A faithful transcript of every entry is required; pictures do not belong in it.

Dataset entries
•••

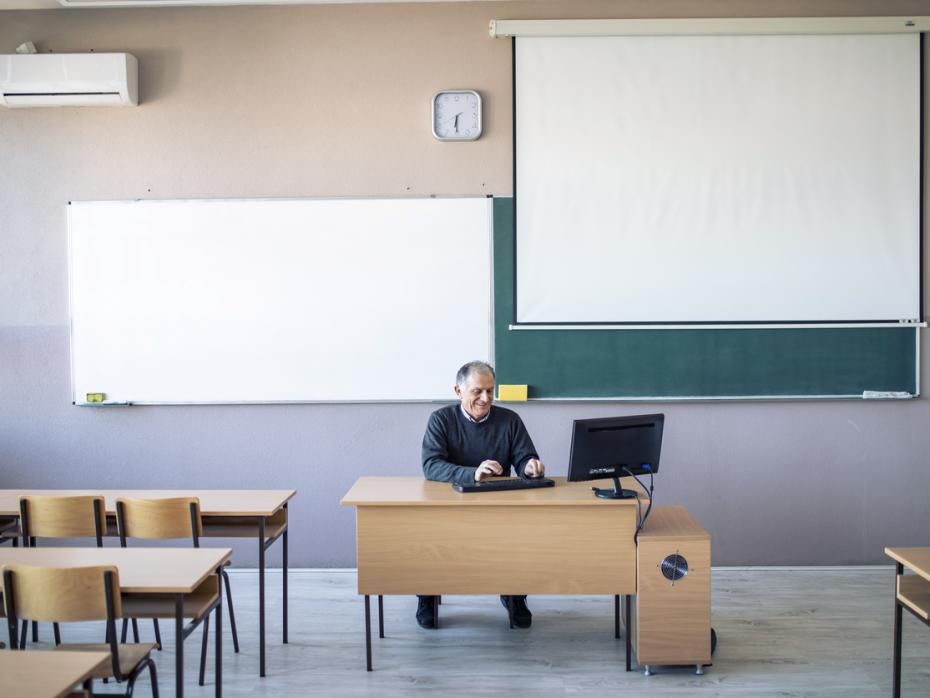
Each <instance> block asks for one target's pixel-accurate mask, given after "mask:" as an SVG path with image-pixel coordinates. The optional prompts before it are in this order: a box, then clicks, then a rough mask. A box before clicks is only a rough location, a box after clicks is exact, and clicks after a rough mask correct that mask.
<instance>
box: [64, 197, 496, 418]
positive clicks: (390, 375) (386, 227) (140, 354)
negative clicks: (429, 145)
mask: <svg viewBox="0 0 930 698" xmlns="http://www.w3.org/2000/svg"><path fill="white" fill-rule="evenodd" d="M68 221H69V236H68V237H69V246H70V254H69V260H70V263H69V271H70V296H71V299H70V300H71V369H72V389H73V400H74V402H75V403H76V404H83V403H86V401H87V393H101V392H102V393H105V394H106V401H107V402H115V403H121V402H129V403H156V404H157V403H168V404H173V403H226V402H290V401H297V402H304V401H306V402H312V401H329V400H333V401H380V400H386V401H395V400H435V399H449V398H450V396H451V395H452V386H453V385H454V383H455V372H456V370H457V369H458V367H459V366H461V365H462V364H464V363H466V362H467V361H471V360H474V359H483V360H488V359H490V358H491V226H492V216H491V199H488V198H450V199H351V200H350V199H318V200H238V201H236V200H190V201H87V202H75V203H72V204H70V206H69V216H68Z"/></svg>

•••

_Exercise solution_
Each <instance> block asks for one target's pixel-accurate mask, given after "mask:" as an SVG path with image-pixel coordinates. The optional prompts before it are in this order: a box, then clicks, then a rough mask. A box before clicks is only a rough location, a box after clicks is exact, and clicks after a rough mask correct that mask.
<instance>
box: [64, 197, 496, 418]
positive clicks: (390, 375) (386, 227) (140, 354)
negative clicks: (429, 145)
mask: <svg viewBox="0 0 930 698" xmlns="http://www.w3.org/2000/svg"><path fill="white" fill-rule="evenodd" d="M68 221H69V236H68V237H69V246H70V254H69V260H70V263H69V271H70V296H71V299H70V300H71V369H72V389H73V400H74V402H75V403H76V404H83V403H86V401H87V393H101V392H102V393H105V394H106V401H107V402H115V403H121V402H129V403H156V404H157V403H168V404H173V403H226V402H290V401H297V402H304V401H306V402H312V401H329V400H333V401H380V400H386V401H395V400H435V399H449V398H450V396H451V395H452V386H453V385H454V383H455V372H456V370H457V369H458V367H459V366H461V365H462V364H464V363H466V362H467V361H471V360H474V359H483V360H488V359H490V358H491V226H492V216H491V199H488V198H450V199H351V200H350V199H318V200H238V201H236V200H190V201H87V202H75V203H72V204H70V206H69V216H68Z"/></svg>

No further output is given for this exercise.